▶ [Exercise directions] Return the passage of the blog post below from "Your Portmeirion china" to "of maple syrup.", copied word for word.

▶ [Text excerpt]
════════
Ten years later, Bobbie finds herself on a journey to face her past, she has a chicken salad sandwich as she’s travelling~ I confess to getting carried away with the butterfly cookie cutter. . .


“At last the simmering black wings stretch taut and the veins harden into ribs. The miracle is complete. Sluggish and vulnerable, the antenor opens and closes its wondrous new limbs, clinging to the twig for balance. Imprinted in its genes is the knowledge of flight and of procreation. Opening and closing, drying its wings, it awaits the warmth of the sun.”


Be sure to visit Food for Thought to see what everyone is reading & eating!

  7 comments for “The Butterfly House

  1. August 14, 2010 at 12:27 am

    A beautiful post!

  2. August 14, 2010 at 7:42 am

    I found myself holding my breath as I read this review, for fear of startling the butterflies…your photographs are so real, I truly was afraid to breathe!

    Your Portmeirion china with their winged
    decorations are the perfect backdrop for your butterfly pancakes & blackberry cobbler with ice cream & that darling the butterfly cookie cutter sandwich! All appear delicious!

    You have such a creative mind & go to such lengths for FFT. I always enjoy my visits to your blog.

  3. August 14, 2010 at 7:52 am

    This is quite beautiful…

  4. August 14, 2010 at 2:16 pm

    Mary, you’ve done it again. What an amazing post with all these elegant butterflies and scrumptious food. Butterfly pancakes ~ only on your boat! LOL I like my pancakes dry and then dip each bite into a pool of maple syrup.
    Thanks for sharing another extraordinary review. ~ Sarah

  5. August 14, 2010 at 5:07 pm

    you must know by now whenever i pull up to your blog i just plop down, kick up my feet and soak in all the goodness… to put it mildly, YOU WOW ME!

    and wowed i am… just taking in all your gorgeous shots. this book is me too, i will be ordering it as soon as i stop gazing at all your wonder…

    and now you stunning me once again with butterfly waffles, does your brain ever burn out, just throw a burnt pop tart down on aluminum foil on a chipped formica counter with green mold and call it a day?
════════
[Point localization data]

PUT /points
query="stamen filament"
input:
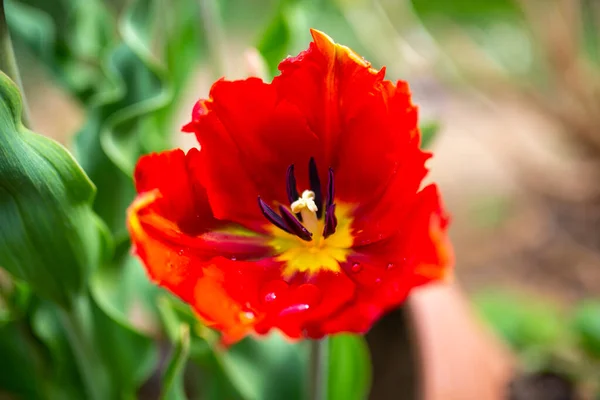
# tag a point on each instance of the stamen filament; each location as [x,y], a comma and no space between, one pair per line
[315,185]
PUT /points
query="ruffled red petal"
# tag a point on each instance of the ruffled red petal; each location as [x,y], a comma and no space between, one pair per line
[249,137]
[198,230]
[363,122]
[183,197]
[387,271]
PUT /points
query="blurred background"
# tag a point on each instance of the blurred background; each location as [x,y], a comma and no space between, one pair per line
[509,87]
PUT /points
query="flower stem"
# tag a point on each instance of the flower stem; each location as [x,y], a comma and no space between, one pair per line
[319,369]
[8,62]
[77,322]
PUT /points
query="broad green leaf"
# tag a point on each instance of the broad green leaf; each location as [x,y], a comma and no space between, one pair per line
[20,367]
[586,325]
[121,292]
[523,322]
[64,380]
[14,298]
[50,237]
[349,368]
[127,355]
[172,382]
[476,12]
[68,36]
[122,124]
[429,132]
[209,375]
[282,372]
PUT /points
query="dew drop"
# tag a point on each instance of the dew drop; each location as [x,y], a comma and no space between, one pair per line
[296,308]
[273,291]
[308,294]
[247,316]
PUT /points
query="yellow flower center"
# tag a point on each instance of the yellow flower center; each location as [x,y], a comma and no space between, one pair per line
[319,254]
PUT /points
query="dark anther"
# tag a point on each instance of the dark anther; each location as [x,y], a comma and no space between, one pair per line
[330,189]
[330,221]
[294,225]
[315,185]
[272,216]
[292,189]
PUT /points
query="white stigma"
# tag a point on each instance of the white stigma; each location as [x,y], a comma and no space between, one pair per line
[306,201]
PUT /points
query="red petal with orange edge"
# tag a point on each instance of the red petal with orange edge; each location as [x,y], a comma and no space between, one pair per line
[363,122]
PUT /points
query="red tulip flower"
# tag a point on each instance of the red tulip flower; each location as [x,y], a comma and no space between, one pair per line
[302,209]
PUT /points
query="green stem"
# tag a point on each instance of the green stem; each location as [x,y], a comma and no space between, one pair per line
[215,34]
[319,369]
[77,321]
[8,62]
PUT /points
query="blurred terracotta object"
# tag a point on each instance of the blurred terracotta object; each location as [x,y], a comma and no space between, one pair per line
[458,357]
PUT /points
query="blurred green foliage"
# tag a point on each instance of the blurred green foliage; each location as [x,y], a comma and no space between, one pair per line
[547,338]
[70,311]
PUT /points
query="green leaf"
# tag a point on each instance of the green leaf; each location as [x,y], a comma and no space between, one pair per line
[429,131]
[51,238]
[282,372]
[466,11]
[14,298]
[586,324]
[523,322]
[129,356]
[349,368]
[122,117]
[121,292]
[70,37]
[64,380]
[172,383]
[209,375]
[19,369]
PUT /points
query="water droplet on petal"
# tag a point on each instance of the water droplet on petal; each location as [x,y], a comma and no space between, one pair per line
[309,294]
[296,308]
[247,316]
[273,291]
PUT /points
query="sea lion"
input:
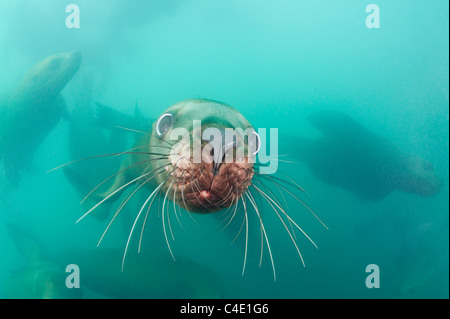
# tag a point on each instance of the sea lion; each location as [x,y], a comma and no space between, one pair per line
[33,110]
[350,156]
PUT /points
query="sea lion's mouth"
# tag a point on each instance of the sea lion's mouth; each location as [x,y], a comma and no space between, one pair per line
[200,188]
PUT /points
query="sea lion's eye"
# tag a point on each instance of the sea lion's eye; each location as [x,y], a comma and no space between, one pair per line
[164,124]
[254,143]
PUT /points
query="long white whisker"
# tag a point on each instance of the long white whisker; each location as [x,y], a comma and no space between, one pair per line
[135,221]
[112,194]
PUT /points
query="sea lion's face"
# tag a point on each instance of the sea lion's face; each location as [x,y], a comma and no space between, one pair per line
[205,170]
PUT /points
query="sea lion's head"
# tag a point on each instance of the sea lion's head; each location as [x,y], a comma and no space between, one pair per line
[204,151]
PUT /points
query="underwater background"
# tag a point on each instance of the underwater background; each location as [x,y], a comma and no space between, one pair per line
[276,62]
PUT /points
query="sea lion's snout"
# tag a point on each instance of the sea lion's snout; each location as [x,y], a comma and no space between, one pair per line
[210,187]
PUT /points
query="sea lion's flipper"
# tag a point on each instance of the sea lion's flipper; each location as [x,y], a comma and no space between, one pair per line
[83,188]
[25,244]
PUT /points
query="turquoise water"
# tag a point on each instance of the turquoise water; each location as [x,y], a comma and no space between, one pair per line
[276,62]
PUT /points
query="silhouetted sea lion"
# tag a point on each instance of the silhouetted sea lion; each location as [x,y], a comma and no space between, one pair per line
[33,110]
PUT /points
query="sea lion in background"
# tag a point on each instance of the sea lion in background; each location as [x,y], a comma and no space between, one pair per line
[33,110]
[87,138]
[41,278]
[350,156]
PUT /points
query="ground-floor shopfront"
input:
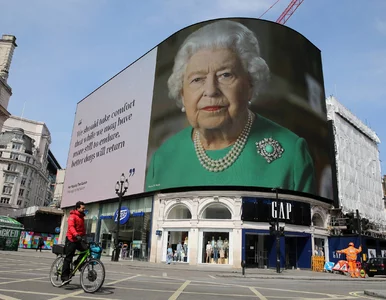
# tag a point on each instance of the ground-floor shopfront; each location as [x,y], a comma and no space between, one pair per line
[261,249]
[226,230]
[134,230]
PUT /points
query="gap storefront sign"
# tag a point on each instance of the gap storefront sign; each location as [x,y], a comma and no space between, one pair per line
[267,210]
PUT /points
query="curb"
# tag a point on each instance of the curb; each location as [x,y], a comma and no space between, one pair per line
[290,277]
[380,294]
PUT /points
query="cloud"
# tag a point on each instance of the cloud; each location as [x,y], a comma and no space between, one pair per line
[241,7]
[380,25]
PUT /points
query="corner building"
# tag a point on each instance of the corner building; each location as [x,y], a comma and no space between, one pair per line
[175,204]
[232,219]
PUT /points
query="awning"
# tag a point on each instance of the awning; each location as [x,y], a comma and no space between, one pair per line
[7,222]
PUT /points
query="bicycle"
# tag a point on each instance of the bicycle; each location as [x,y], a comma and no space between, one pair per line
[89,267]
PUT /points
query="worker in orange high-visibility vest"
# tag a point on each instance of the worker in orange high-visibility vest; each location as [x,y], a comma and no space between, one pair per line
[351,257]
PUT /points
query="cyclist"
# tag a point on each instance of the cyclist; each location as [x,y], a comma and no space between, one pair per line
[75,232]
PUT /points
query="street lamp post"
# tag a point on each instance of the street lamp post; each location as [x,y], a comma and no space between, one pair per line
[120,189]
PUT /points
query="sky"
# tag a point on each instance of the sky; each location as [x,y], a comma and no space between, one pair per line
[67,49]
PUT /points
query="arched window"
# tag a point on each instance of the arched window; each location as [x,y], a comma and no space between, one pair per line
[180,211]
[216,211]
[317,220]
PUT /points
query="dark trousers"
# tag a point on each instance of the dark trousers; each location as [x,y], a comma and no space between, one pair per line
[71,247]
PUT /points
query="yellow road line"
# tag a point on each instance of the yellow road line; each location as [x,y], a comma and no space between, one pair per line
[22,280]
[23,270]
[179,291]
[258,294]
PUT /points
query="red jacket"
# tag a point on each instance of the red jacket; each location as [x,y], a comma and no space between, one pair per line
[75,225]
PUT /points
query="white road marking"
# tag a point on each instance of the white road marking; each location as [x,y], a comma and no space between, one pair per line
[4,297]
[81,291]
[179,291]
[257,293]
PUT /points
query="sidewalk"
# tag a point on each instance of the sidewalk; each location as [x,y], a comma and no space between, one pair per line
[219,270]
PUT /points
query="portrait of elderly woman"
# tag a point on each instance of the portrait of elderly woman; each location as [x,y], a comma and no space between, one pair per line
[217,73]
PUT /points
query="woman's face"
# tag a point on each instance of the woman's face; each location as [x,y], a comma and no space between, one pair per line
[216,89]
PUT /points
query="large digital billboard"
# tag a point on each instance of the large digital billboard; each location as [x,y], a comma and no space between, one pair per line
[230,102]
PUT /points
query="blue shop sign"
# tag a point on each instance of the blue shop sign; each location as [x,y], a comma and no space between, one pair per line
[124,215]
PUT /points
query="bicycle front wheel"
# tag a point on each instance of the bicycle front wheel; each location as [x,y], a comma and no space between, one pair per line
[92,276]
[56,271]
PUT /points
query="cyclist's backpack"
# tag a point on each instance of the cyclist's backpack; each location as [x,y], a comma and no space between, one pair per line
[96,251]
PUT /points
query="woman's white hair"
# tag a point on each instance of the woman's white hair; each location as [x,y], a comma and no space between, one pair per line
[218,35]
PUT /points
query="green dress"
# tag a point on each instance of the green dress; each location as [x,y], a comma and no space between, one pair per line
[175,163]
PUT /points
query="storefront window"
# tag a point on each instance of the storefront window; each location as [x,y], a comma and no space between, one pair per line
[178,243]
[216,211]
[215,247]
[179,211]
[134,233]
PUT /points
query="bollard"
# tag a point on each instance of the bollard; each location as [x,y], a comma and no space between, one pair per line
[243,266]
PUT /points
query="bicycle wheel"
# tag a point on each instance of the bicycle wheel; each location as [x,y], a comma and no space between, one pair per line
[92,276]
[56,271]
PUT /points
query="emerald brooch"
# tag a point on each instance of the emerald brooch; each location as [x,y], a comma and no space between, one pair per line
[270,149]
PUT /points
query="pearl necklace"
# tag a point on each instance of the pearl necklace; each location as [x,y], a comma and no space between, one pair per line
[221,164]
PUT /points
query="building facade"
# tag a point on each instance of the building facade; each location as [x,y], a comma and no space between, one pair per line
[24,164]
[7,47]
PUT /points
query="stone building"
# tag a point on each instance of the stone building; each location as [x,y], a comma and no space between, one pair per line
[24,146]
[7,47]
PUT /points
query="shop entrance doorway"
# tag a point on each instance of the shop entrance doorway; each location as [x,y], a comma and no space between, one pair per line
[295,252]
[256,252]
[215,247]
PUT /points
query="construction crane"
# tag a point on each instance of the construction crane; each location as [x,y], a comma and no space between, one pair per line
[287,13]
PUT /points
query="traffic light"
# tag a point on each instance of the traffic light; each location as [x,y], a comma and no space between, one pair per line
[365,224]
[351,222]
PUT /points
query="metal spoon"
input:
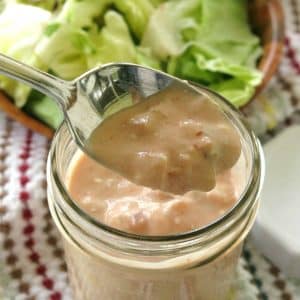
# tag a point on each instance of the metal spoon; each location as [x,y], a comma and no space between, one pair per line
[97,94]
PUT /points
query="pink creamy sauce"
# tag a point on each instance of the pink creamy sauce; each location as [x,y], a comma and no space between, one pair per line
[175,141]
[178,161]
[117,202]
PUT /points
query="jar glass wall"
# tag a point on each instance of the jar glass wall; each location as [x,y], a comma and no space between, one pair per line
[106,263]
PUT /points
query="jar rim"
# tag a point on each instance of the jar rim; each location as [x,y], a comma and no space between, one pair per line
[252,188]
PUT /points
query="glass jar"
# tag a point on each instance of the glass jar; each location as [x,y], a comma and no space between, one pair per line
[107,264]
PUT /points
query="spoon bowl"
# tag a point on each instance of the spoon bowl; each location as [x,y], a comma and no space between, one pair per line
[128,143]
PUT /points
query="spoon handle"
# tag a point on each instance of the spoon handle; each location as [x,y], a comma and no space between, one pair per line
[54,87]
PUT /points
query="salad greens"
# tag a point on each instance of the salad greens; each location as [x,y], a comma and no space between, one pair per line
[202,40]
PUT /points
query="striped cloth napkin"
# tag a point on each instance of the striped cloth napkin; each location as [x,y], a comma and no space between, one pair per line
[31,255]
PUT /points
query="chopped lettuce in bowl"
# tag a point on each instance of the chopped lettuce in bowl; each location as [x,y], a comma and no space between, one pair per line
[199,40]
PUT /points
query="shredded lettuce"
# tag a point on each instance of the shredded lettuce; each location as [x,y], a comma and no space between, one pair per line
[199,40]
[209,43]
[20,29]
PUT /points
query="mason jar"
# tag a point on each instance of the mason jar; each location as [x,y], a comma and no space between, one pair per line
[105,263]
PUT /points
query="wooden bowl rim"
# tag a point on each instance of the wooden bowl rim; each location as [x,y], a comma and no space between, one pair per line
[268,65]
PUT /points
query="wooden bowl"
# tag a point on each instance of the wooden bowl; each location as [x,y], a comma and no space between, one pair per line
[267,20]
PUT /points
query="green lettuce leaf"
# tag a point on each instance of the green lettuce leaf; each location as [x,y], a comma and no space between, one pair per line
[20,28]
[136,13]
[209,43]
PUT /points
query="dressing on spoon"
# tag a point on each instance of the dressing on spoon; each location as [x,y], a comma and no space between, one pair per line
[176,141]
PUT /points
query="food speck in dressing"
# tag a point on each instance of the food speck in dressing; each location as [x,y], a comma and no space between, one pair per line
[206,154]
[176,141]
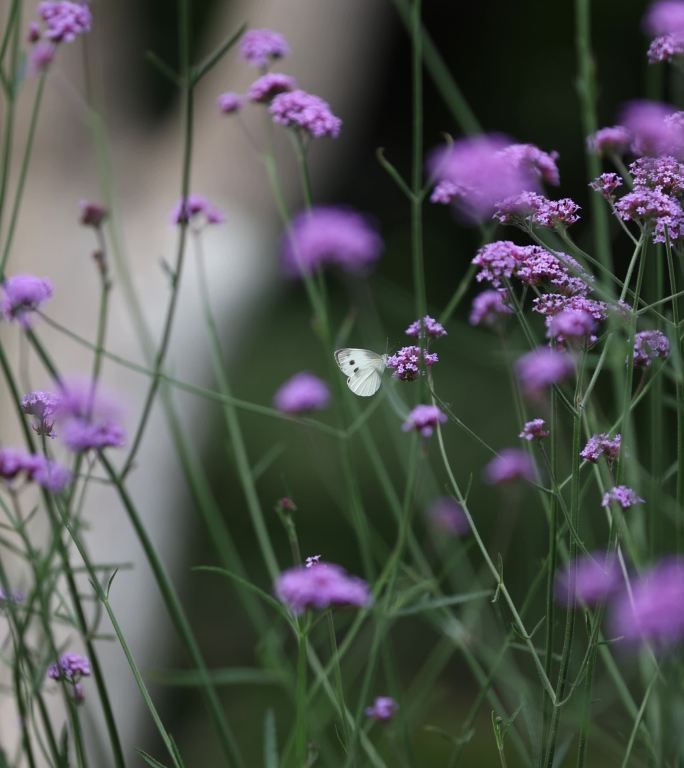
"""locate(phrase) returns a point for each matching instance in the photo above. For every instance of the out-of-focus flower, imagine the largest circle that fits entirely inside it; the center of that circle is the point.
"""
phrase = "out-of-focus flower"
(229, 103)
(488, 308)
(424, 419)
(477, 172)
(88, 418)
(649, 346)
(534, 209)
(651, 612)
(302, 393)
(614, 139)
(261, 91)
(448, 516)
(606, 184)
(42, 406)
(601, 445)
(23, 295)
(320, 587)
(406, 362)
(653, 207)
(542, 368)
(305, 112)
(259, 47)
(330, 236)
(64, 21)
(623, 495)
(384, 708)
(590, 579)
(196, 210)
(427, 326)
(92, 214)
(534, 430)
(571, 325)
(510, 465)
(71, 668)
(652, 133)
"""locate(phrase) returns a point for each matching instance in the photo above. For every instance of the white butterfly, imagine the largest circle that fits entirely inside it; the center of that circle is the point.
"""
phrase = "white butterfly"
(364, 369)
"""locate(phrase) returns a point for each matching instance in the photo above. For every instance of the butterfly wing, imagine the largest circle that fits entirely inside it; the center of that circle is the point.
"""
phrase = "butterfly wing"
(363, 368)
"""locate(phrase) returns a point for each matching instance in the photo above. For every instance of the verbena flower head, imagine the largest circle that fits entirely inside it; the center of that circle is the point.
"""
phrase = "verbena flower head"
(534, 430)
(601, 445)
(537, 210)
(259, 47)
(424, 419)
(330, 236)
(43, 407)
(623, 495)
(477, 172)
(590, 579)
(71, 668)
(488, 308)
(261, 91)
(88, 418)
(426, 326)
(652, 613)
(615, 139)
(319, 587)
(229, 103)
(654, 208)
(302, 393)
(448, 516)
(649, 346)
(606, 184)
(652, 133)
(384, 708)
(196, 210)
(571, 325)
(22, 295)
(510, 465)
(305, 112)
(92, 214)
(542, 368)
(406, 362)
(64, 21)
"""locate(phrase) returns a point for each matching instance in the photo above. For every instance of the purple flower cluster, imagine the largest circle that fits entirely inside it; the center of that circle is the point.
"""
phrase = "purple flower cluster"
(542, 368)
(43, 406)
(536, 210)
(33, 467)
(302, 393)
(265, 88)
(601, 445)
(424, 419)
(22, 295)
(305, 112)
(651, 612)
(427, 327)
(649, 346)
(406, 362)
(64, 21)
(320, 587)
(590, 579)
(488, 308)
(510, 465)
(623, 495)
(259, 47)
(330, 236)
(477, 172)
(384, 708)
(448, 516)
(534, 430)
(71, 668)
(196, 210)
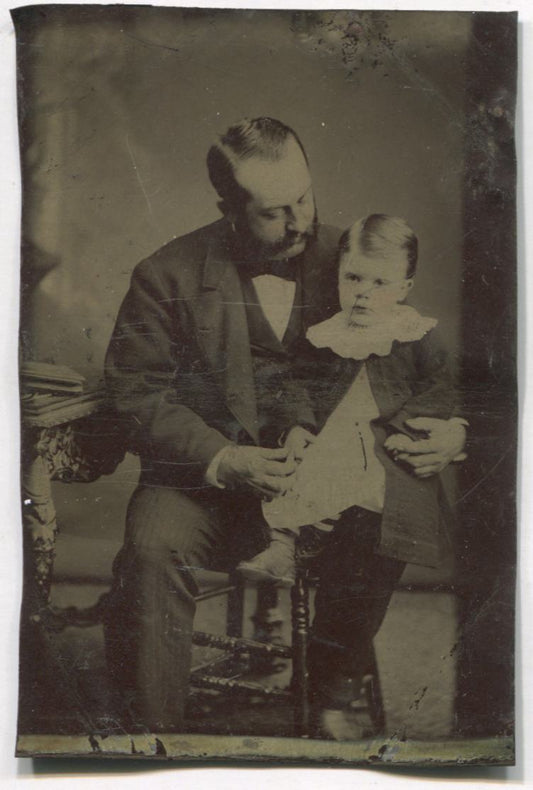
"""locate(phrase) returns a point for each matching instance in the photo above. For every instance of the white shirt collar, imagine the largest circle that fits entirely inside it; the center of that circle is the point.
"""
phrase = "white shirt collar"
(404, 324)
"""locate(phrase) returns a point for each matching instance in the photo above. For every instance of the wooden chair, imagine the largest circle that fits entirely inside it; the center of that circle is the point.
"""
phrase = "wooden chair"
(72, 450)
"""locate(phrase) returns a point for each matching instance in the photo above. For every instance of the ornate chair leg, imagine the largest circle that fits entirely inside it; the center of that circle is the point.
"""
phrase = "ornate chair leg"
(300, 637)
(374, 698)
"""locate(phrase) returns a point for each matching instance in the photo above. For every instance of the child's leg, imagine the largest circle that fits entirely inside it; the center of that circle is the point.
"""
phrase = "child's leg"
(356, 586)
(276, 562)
════════
▶ [Task result]
Your Portmeirion china with their winged
    decorations are the perfect backdrop for your butterfly pancakes & blackberry cobbler with ice cream & that darling the butterfly cookie cutter sandwich! All appear delicious!

    You have such a creative mind & go to such lengths for FFT. I always enjoy my visits to your blog.

  3. August 14, 2010 at 7:52 am

    This is quite beautiful…

  4. August 14, 2010 at 2:16 pm

    Mary, you’ve done it again. What an amazing post with all these elegant butterflies and scrumptious food. Butterfly pancakes ~ only on your boat! LOL I like my pancakes dry and then dip each bite into a pool of maple syrup.